Continue the forum thread about the hatchling albino Mac from where it stops.

- _TEXT BLOCK_:
[start]

# Hatchling Albino Mac



## Lachesis (Oct 22, 2012)

A few pics of my 1 day old Albino mac.Came from a clutch of 6


,1 egg died during incubation and 1 normal mac died after pipping.


----------



## snakefreak16 (Oct 22, 2012)

wow beautiful snake wish i can get one soon


----------



## Stuart (Oct 22, 2012)

That's fantastic. Well done mate


----------



## Albino93 (Oct 22, 2012)

Wow nice, how many albino's hatched from the clutch?


----------



## Grogshla (Oct 22, 2012)

awesome mate


----------



## congo_python (Oct 22, 2012)

You beat someone else to it rofl


----------



## eddie123 (Oct 22, 2012)

thats amazing. never herd of albino macs, are they new?


----------



## JrFear (Oct 22, 2012)

Good job mate! Was it the only albino from the clutch?


----------



## dickyknee (Oct 22, 2012)

Nice work mate , looks better than the pic you sent me this morning ... was a little worried it was not going to venture out of the egg for you ...


----------



## Icarus (Oct 22, 2012)

that's awesome! Are you going to sell them? How much for?


----------



## solar 17 (Oct 22, 2012)

fortune favours the brave....."well done" solar 17 (baden)


----------



## Lachesis (Oct 22, 2012)

Thanks everyone.Only got the 1 Albino out of clutch.Thanks Dicky,after spending 2 days sitting in its egg,came home from work to find it finally out and about.My only worry was the large piece of umbilical still attached,so hopefully it all clears up and becomes a nice healthy little white mac


----------



## stimigex (Oct 22, 2012)

Congrats mate, been worth the wait.


----------



## Jarrod_H (Oct 22, 2012)

That's kickass mate good work \m/


----------



## FAY (Oct 22, 2012)

Huge congrats....


----------



## Deyendran (Oct 22, 2012)

amazing!!!


----------



## Marzzy (Oct 22, 2012)

Congrats that would be awesome to have not many around, what was it mated to het or albino mac ?


----------



## Smithers (Oct 22, 2012)

[end]

- _ROWS_:
[start]

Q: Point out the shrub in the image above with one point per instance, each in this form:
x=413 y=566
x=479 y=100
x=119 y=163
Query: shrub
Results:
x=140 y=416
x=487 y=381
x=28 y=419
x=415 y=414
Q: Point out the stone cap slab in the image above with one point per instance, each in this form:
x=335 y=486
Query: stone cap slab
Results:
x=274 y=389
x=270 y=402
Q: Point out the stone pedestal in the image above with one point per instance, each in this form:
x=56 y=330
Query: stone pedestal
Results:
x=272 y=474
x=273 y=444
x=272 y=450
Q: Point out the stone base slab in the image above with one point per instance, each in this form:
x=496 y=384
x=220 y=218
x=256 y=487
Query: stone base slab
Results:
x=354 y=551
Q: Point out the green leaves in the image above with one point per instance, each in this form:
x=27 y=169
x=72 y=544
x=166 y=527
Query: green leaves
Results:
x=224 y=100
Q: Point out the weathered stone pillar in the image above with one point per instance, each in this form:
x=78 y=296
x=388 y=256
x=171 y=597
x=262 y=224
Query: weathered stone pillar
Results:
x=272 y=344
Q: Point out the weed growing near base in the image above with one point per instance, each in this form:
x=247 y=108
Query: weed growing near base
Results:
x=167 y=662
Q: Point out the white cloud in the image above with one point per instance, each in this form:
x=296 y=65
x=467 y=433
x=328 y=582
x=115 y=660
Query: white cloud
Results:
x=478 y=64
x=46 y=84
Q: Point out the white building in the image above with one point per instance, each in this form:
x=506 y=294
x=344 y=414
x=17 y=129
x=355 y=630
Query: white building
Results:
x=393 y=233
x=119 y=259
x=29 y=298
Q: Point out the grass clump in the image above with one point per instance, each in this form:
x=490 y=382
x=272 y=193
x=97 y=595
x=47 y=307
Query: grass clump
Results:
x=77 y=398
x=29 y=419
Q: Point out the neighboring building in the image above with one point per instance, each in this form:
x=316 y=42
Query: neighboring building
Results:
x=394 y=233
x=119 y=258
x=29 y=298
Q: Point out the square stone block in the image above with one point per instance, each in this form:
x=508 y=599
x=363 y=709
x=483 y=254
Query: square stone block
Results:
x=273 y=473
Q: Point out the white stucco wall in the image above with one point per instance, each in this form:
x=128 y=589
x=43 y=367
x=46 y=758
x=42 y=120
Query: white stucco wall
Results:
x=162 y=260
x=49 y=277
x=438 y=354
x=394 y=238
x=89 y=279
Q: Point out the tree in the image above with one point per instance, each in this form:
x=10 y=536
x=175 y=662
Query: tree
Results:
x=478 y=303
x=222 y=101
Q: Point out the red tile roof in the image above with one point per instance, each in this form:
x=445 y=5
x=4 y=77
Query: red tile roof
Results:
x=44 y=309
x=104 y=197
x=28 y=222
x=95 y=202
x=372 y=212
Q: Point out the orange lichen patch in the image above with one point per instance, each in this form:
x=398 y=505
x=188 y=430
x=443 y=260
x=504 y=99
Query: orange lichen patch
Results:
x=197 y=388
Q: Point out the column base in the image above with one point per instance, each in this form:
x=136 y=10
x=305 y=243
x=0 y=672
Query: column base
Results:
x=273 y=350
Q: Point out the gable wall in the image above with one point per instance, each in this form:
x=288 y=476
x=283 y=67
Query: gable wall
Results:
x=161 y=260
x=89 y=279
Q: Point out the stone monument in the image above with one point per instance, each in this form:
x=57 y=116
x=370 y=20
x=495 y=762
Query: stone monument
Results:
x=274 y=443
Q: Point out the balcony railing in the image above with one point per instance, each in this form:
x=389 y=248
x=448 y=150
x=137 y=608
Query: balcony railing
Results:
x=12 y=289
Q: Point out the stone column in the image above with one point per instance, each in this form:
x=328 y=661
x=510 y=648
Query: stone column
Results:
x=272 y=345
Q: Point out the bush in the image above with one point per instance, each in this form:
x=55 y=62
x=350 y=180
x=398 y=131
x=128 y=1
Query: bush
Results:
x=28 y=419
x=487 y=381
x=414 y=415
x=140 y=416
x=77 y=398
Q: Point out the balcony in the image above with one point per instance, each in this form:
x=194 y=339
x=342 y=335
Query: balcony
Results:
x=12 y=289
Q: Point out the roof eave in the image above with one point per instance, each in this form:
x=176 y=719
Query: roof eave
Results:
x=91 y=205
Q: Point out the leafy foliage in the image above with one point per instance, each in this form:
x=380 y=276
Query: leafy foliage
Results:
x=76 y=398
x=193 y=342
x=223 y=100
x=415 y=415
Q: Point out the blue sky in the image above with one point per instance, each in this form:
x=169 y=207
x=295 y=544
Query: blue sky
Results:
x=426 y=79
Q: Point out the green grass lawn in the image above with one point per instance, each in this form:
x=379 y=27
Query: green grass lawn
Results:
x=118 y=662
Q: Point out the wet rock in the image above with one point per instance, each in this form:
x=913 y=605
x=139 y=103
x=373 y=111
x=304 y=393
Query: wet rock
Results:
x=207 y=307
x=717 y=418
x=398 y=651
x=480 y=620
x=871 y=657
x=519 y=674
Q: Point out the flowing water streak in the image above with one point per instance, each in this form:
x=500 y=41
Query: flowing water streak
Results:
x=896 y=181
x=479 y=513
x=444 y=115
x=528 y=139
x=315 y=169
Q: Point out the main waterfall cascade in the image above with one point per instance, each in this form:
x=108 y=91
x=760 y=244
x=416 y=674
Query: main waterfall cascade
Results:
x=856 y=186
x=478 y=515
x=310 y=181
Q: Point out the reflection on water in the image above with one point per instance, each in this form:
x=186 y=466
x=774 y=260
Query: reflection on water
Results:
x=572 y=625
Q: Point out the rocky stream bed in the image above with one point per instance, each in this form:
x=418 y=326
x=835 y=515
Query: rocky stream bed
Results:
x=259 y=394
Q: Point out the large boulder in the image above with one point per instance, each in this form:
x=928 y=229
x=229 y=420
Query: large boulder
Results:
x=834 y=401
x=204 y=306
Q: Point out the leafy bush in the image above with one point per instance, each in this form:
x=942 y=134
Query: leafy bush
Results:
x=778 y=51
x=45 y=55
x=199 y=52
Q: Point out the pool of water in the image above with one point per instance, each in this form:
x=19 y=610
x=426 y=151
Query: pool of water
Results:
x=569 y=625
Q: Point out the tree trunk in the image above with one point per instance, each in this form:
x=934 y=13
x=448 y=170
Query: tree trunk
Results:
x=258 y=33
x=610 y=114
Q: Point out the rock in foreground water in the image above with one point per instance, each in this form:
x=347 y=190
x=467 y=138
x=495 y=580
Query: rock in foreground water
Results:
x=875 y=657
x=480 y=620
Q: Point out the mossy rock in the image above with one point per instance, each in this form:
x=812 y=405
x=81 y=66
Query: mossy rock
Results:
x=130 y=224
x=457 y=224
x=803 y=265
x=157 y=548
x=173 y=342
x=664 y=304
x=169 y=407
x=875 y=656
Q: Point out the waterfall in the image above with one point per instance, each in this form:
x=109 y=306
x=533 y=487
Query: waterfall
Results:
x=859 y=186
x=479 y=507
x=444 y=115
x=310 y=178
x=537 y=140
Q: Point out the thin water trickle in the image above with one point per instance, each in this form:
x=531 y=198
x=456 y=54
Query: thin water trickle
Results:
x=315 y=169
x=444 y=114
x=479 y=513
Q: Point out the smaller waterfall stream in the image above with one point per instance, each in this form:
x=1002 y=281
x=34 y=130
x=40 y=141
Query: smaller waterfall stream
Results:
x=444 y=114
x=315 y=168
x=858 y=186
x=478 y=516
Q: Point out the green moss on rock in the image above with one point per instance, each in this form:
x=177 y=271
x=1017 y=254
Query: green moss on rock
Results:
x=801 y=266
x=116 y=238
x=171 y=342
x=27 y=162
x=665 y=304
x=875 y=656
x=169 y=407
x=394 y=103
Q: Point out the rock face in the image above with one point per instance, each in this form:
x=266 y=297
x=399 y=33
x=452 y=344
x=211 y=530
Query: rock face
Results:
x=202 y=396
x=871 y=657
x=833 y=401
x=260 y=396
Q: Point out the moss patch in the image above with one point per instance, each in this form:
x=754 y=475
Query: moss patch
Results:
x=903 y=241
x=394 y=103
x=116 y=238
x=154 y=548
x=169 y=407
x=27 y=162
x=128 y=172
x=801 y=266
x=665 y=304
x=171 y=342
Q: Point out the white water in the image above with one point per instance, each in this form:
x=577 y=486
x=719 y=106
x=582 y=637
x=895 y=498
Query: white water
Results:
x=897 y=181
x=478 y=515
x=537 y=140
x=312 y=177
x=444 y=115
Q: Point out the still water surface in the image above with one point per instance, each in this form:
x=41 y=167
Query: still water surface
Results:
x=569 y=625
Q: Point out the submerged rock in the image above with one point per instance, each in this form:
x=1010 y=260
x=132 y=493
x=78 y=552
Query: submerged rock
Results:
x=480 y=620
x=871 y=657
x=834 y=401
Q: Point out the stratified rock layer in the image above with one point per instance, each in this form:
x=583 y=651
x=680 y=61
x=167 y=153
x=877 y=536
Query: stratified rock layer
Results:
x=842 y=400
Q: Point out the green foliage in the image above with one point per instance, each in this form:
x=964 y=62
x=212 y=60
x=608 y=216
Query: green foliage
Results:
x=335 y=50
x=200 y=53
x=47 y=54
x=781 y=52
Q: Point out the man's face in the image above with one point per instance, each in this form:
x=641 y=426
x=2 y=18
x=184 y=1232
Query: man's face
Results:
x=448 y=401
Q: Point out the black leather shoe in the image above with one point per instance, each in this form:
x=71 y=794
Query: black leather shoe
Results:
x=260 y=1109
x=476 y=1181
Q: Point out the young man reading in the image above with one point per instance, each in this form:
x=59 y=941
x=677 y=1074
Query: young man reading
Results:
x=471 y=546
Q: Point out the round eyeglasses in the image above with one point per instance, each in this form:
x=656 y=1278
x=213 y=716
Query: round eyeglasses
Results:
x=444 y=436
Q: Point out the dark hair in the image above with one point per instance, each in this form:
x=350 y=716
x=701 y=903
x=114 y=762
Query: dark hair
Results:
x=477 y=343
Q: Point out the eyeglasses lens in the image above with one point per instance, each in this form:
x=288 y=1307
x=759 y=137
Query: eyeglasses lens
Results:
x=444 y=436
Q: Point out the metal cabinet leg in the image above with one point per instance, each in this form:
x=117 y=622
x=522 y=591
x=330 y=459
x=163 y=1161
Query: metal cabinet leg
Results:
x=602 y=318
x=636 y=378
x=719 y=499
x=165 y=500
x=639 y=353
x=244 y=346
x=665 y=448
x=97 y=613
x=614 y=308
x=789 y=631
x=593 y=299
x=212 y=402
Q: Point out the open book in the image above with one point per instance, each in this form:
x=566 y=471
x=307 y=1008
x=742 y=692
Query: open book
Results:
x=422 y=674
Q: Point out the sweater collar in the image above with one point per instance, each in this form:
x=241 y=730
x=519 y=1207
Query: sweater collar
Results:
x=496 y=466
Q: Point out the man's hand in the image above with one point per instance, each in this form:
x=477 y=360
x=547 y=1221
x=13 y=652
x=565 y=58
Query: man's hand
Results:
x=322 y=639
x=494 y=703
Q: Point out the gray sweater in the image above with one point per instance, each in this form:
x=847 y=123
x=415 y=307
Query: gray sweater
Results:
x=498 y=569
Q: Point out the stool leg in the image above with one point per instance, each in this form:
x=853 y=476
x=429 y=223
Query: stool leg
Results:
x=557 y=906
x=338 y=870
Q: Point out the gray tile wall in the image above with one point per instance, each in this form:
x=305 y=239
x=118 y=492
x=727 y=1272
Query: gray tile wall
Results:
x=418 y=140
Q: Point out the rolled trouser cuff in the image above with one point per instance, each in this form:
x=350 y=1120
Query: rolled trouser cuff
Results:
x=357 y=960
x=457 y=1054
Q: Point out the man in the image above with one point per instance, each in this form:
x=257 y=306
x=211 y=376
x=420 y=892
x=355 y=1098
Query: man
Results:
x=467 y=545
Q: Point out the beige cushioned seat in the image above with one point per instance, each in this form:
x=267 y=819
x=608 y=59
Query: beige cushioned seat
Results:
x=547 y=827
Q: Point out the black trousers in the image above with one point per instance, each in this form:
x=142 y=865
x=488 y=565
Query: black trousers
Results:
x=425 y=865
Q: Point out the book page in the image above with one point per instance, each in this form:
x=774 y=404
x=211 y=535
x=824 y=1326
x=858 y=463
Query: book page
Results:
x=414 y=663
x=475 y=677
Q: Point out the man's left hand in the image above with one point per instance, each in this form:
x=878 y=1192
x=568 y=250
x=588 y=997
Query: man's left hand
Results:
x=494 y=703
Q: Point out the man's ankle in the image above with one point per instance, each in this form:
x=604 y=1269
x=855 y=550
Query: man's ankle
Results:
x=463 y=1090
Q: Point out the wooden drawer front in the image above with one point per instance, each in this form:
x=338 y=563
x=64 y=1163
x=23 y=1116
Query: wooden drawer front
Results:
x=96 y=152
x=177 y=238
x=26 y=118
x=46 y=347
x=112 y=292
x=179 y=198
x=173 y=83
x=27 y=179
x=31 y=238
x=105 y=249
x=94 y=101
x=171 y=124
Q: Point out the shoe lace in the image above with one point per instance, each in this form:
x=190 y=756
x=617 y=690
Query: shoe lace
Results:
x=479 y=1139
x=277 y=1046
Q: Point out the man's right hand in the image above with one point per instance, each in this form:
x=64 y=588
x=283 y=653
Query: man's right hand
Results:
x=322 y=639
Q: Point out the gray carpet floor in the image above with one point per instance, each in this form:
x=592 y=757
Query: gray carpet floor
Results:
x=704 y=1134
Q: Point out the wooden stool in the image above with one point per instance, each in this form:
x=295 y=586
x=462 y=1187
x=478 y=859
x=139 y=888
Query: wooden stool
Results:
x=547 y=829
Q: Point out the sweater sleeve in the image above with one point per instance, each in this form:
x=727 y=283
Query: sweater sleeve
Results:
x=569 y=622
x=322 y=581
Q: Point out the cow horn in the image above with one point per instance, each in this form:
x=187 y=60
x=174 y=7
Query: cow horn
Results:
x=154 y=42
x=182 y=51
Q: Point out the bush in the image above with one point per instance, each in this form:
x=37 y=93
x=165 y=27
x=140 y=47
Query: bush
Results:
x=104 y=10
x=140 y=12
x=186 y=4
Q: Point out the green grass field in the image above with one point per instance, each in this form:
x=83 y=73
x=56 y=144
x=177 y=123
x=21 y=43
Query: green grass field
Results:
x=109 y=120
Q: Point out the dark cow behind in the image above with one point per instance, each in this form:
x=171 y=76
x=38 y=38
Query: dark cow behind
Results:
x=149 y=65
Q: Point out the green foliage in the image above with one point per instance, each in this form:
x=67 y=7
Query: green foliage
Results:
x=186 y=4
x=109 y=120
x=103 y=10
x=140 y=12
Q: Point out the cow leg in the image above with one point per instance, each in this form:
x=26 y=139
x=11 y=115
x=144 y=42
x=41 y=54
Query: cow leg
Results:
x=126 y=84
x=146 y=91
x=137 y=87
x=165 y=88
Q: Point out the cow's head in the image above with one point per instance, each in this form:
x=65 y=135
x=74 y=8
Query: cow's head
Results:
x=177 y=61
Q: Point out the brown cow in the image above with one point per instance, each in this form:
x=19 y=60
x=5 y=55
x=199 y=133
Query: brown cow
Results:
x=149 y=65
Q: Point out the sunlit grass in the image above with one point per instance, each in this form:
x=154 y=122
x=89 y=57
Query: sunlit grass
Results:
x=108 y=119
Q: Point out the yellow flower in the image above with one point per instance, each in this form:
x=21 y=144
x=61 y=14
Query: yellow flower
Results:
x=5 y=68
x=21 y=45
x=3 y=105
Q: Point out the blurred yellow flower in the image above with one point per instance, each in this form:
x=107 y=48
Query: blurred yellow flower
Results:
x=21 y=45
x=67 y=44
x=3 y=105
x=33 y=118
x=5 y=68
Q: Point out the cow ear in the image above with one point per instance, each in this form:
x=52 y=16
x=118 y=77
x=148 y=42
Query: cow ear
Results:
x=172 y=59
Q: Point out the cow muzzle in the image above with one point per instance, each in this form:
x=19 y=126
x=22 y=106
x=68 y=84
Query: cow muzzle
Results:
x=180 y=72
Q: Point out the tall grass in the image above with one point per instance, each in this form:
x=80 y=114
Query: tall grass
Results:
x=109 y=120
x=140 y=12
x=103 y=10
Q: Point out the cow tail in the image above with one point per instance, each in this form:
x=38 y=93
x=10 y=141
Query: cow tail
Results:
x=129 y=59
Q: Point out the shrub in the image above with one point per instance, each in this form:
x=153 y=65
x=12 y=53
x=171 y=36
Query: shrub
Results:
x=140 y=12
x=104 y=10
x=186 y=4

[end]

- _ANSWER TO THIS EXERCISE_:
That's awesome massive congrats to you. Can't wait for these to become readily available.


----------



## Red-Ink (Oct 22, 2012)

congrats mate... is it the only one in the clutch?


----------



## Lachesis (Oct 22, 2012)

Once again,thanks everyone for your comments.I will not be selling the albino,and Marzzy,they came from a het to het mating.


----------



## No-two (Oct 22, 2012)

Congrats mate. It's great to see them panning out for you. Great work.


----------



## ReptilesAsPets (Oct 22, 2012)

How old were the het parents when you breed them? And how many eggs did you get in the clutch? (total)


----------



## Pythonlovers (Oct 22, 2012)

congrats! very lucky. they look like little worms! haha very cute.


----------



## Lachesis (Oct 22, 2012)

The parents were 20 months old when clutch was layed and had a total of 6 eggs,4 hatchies survived.My only concern is the large piece of umbilical still attached.Pictures arent best as using iphone.


----------



## congo_python (Oct 22, 2012)

I wouldn't be too worried about it just let it rest up.


----------



## FAY (Oct 22, 2012)

I have had some with that. Just kept them on damp paper towel till it came off on it's own. I had no problems.


----------



## No-two (Oct 22, 2012)

Pythonlovers said:


> congrats! very lucky. they look like little worms! haha very cute.



Lucky?! I'm sure he didn't put any time or effort it them and it was all luck. Didn't grow up the babies, condition the female, cool them, pair them or incubate the eggs. Luck has nothing to do with it.

I've seen plenty of a hatchies with the umbilical cord like that, should be fine.


----------



## mungus (Oct 22, 2012)

Congrats !!
let him / her rest up.
The cord will be gone well before its first shed.
Thats cheer'd me up knowing that there's a few around.
Aleks.


----------



## dickyknee (Oct 22, 2012)

Jason , I get a few ants with cord like that each year , all fall off with in a few days of hatching.


----------



## Lachesis (Oct 22, 2012)

im keeping it still in incubator on damp towel for a few days because of the cord before i put in hatchy rack.Hayden, well put and thanks mate.


----------



## ReptilesAsPets (Oct 22, 2012)

Is looks great I wish I had one.


----------



## bluewater (Oct 22, 2012)

Top stuff!
Im excited for you! All the best with continuing on the line of whites!


----------



## zulu (Oct 22, 2012)

One is worth its weight in gold lachesis congratulations !


----------



## Wally (Oct 22, 2012)

Another great day for our hobby.



No-two said:


> Lucky?! I'm sure he didn't put any time or effort it them and it was all luck. Didn't grow up the babies, condition the female, cool them, pair them or incubate the eggs. Luck has nothing to do with it.
> 
> I've seen plenty of a hatchies with the umbilical cord like that, should be fine.



Try not to get too hung up on a few careless words.


----------



## RobynTRR (Oct 23, 2012)

Very cool looking. Best of luck.


----------



## Bryce (Oct 23, 2012)

Congrats mate. Well done.


----------



## Lachesis (Oct 23, 2012)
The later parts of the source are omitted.